I also find the Shigefusa seems to hold a better edge; I find the ITK edge tends to roll over a bit faster when hitting the cutting board. Perhaps this is just due to the original edge weakness from the hardening/tempering process of the ITK.

I find myself using the Shigefusa more often; the one thing, however, as noted by others, is the reactivity of the Shigefusa cladding. My wife and I have a favorite dish that uses alot of very thin cut cucumber; let me just say that the stink created by the Shigefusa when cutting cukes is amazing. Even after doing the darkhoek patination, the cukes still create a smell. No real problem with onions, but cukes..... So, for this dish I use the ITK. It it a very nice knife, great F&F, and I am glad to have it, but I prefer the Shigefusa for most tasks. However, I don't know that I would pay the freight for a western handled Shigefusa, as the upcharge is huge. I would recommend trying a Shigefusa wa, if you love the blade then you can sell it (or not!) if you really want a western handled version.


----------



## Cadillac J (May 21, 2011)

lancep said:


> I find the ITK edge tends to roll over a bit faster when hitting the cutting board. Perhaps this is just due to the original edge weakness from the hardening/tempering process of the ITK.


 
Have you sharpened your DT? How would you rate your sharpening proficiency?

The only reason I ask is because the last thing I would of said the ITKs do is roll their edges...and that's even when really thinning it out.


----------



## rockbox (May 21, 2011)

Cadillac J said:


> Have you sharpened your DT? How would you rate your sharpening proficiency?
> 
> The only reason I ask is because the last thing I would of said the ITKs do is roll their edges...and that's even when really thinning it out.

EXERCISE DIRECTIONS: In the knife forum thread, which knife does the first poster use for the dish with thin-cut cucumbers? The lines play no part in this.

SUPPLIED MATERIAL:
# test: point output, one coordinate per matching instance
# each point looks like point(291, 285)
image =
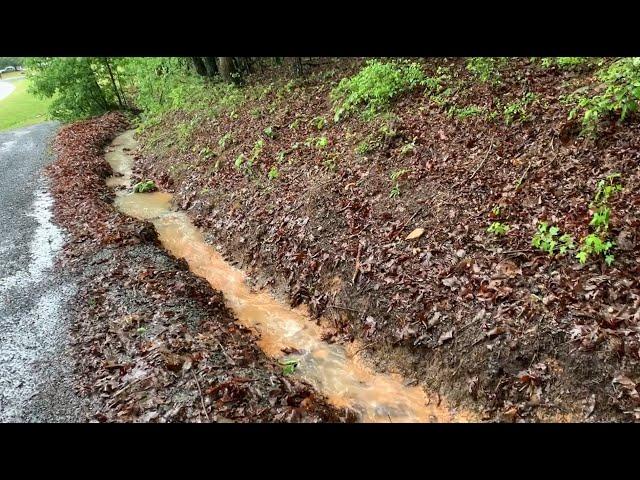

ANSWER FOR THE TASK: The ITK.